* [THE TASK]:
List each line of the data below that contains the word "window", copying every such line in full.

--- Start RECORD EXCERPTS ---

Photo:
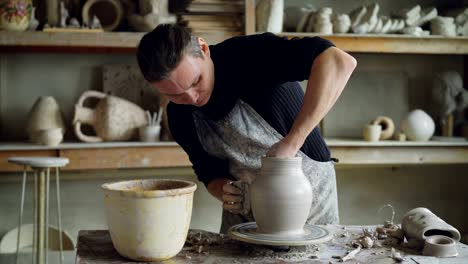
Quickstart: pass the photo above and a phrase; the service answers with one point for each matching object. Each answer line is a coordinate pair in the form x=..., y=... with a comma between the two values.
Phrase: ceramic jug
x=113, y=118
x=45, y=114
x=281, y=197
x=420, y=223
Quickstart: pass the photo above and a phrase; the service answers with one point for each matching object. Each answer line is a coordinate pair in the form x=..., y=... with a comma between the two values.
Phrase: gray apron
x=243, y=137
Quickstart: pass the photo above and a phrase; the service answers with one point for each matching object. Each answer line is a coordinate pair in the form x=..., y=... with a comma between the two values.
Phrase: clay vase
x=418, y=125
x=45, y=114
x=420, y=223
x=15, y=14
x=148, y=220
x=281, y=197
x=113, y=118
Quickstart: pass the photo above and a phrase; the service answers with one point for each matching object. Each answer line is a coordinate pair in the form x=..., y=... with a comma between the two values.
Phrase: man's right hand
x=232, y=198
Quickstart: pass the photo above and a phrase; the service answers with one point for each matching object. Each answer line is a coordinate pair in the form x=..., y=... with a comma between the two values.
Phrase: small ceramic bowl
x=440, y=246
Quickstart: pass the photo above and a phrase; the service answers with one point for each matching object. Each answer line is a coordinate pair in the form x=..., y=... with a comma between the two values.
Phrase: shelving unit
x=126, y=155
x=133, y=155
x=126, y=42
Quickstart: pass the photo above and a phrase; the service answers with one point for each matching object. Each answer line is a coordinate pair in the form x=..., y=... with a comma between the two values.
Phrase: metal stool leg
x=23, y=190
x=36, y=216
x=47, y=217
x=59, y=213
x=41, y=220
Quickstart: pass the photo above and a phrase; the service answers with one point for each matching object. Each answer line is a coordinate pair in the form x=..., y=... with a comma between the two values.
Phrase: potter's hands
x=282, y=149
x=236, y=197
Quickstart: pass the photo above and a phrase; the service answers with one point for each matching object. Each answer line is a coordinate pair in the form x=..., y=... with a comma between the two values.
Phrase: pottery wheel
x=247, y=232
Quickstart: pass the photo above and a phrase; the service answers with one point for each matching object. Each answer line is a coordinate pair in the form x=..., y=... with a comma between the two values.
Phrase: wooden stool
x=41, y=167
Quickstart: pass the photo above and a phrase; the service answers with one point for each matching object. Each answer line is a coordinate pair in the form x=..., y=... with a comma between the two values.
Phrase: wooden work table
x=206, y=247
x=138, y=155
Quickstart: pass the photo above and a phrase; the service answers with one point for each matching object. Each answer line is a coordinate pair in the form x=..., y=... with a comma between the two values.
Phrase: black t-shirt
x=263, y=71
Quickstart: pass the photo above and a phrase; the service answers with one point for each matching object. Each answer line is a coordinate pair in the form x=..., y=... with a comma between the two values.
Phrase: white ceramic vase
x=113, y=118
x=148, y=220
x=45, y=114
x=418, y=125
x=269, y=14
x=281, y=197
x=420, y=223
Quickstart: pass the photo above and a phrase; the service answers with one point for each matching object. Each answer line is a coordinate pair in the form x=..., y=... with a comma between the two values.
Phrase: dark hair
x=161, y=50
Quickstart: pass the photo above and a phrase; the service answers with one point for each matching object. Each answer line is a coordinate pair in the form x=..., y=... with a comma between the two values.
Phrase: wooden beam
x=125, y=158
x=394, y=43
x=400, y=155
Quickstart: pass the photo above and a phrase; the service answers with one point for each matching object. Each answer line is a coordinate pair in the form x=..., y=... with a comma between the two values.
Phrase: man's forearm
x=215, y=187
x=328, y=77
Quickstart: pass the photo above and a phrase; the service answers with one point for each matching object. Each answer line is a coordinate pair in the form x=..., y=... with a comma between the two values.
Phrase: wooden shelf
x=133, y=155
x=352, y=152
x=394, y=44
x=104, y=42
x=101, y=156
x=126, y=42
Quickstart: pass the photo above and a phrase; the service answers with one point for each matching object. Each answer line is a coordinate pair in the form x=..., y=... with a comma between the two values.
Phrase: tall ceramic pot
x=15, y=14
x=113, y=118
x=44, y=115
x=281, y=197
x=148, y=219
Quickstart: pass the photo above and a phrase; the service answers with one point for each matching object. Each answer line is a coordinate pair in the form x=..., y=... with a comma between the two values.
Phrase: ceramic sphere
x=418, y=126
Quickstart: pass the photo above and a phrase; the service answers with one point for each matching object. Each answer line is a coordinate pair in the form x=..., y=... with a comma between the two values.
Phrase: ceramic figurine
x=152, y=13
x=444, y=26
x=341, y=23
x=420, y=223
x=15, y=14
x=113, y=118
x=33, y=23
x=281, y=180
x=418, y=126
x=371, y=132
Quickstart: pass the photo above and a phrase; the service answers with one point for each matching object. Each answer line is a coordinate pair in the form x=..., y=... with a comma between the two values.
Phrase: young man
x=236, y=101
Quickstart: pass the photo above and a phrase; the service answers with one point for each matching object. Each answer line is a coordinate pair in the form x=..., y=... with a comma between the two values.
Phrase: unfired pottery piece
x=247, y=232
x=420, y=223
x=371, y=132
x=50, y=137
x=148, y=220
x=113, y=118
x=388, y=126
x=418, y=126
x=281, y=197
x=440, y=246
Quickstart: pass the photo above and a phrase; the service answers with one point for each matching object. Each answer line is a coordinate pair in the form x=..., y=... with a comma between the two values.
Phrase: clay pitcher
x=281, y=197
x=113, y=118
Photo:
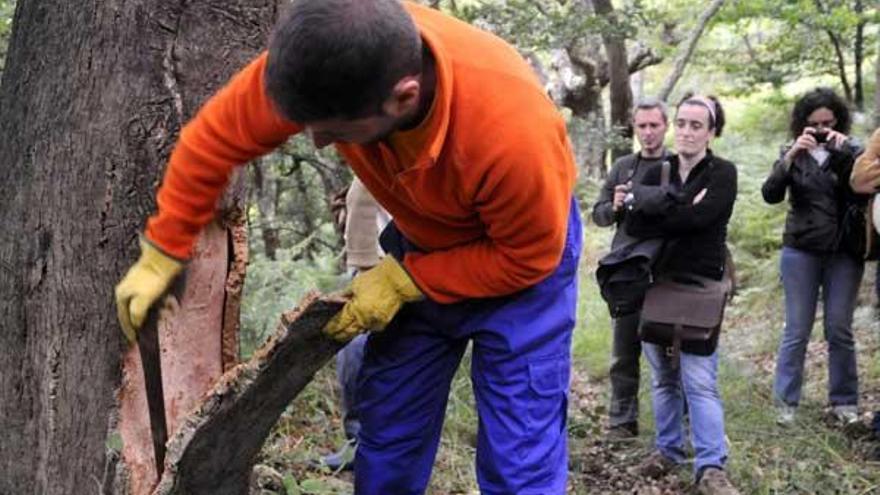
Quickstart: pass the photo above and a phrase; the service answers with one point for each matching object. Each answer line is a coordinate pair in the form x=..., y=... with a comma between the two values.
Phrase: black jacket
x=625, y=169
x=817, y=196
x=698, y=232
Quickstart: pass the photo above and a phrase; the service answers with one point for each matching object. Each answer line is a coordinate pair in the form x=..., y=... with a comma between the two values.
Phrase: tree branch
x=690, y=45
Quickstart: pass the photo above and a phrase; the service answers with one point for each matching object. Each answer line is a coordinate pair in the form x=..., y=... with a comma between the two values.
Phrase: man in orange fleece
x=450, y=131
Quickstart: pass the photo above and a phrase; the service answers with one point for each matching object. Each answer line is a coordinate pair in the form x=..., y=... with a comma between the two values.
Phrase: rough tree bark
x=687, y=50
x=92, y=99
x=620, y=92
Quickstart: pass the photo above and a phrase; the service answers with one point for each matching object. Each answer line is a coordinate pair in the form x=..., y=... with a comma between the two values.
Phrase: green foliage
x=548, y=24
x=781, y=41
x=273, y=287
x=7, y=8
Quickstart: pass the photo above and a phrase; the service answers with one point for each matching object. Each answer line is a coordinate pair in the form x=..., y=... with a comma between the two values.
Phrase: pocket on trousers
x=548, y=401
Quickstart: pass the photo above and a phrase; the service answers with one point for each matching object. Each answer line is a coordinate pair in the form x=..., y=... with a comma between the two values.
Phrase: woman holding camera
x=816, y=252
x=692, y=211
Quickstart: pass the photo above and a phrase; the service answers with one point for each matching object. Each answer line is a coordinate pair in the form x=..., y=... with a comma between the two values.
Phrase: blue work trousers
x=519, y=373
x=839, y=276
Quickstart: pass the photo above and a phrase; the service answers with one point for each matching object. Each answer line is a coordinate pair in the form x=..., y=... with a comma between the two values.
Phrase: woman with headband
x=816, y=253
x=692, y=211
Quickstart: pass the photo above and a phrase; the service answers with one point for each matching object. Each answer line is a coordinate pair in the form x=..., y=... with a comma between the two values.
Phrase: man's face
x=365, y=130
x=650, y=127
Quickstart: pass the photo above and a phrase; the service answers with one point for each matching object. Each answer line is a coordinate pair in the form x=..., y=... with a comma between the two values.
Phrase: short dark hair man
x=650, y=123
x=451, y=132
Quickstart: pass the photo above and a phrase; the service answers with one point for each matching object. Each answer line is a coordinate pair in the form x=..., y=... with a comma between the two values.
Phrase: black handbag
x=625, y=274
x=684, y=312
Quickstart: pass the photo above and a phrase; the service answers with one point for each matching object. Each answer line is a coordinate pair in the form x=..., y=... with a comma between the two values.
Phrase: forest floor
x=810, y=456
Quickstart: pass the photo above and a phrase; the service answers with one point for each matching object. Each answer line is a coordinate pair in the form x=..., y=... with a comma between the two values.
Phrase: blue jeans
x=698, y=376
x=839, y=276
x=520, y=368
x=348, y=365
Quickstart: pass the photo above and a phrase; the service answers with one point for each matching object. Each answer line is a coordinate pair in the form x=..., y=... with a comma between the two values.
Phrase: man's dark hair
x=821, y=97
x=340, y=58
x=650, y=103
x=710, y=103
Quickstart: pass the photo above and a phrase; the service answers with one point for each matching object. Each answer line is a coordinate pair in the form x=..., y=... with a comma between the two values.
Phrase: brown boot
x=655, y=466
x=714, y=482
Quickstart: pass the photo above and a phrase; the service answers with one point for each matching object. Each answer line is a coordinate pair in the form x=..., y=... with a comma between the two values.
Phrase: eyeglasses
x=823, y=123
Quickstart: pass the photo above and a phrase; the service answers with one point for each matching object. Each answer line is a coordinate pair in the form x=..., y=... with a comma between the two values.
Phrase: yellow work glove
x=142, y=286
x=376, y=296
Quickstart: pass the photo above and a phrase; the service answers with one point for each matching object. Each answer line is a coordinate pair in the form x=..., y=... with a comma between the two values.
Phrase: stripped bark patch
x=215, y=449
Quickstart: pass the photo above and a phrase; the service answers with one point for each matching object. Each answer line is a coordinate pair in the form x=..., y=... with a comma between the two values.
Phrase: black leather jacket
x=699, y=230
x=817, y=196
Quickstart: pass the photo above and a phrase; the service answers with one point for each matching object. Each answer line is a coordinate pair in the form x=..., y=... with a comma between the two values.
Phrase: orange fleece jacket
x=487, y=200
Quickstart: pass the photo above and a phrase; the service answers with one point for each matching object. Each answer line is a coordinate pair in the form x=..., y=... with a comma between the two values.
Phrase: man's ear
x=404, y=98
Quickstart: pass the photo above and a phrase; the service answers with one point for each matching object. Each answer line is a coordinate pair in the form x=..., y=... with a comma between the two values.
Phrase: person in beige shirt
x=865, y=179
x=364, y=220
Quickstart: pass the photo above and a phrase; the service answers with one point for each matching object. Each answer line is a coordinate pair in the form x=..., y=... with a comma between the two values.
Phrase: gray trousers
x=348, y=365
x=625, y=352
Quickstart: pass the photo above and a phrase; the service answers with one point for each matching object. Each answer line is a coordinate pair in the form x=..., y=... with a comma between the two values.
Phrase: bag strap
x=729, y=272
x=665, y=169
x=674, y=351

--- End RECORD EXCERPTS ---
--- Start RECORD EXCERPTS ---

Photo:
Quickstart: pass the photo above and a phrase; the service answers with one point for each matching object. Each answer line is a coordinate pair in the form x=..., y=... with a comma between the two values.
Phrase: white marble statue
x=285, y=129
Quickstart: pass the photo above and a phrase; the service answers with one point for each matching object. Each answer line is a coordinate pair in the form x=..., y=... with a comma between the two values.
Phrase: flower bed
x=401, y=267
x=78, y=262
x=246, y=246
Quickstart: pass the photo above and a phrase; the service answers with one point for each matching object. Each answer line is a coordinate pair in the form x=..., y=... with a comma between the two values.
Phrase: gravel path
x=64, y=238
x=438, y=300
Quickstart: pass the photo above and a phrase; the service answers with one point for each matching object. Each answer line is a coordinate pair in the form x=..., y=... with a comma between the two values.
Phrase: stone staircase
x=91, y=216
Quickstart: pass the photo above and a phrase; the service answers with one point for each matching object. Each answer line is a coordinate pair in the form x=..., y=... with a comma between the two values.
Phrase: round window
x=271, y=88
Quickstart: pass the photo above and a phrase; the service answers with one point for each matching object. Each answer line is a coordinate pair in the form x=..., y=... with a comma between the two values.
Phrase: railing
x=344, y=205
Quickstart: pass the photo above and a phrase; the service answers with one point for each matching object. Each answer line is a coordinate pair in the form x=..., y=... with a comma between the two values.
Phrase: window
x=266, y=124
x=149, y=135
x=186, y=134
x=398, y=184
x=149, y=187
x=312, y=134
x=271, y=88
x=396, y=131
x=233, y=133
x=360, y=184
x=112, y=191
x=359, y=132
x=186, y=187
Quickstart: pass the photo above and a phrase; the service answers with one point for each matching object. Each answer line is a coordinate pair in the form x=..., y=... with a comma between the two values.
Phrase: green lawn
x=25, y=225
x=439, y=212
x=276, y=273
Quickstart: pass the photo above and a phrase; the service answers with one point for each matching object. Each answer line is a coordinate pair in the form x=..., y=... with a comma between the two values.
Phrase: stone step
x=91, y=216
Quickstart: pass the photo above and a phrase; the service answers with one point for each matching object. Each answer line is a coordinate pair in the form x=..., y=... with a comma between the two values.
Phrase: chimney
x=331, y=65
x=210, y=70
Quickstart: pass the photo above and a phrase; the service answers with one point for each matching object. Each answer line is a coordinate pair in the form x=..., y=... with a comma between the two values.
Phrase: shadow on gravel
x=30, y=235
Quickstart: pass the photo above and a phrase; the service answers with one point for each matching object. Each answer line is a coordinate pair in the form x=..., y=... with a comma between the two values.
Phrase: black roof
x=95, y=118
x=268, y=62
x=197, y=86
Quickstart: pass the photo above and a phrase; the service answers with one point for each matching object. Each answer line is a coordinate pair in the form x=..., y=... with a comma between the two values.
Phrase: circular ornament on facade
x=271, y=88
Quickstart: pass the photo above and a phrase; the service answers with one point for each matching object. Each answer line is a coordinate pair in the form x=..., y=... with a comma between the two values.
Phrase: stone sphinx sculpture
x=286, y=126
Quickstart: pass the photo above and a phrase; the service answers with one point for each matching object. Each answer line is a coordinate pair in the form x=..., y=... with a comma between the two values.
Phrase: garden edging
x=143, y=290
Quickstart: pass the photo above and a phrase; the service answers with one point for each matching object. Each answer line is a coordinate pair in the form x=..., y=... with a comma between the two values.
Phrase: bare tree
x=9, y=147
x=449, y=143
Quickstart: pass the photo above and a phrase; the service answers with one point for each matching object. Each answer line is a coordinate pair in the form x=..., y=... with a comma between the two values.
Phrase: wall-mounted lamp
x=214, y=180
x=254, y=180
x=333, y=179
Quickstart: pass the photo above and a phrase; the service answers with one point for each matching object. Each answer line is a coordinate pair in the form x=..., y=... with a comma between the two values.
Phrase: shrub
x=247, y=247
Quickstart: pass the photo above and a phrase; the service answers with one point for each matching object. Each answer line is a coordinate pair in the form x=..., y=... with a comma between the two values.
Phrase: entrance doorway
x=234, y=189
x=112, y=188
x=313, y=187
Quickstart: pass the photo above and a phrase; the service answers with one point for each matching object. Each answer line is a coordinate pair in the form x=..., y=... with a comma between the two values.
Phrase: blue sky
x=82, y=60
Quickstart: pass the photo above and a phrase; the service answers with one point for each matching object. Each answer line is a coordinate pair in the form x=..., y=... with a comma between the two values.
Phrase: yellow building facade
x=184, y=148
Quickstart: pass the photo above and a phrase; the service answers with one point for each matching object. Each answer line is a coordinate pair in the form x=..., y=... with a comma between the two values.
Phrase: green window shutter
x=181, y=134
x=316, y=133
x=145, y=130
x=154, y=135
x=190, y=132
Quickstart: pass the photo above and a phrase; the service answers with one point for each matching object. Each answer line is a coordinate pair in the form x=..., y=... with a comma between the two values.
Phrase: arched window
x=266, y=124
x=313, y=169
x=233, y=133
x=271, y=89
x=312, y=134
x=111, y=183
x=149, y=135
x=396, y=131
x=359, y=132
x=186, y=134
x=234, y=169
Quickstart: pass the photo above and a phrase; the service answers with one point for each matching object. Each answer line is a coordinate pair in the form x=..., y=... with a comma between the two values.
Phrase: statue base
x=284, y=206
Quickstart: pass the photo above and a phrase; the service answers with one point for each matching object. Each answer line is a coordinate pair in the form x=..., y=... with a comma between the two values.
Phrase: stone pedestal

--- End RECORD EXCERPTS ---

* [FINAL ANSWER]:
Phrase: round window
Phrase: window
Phrase: green window shutter
Phrase: arched window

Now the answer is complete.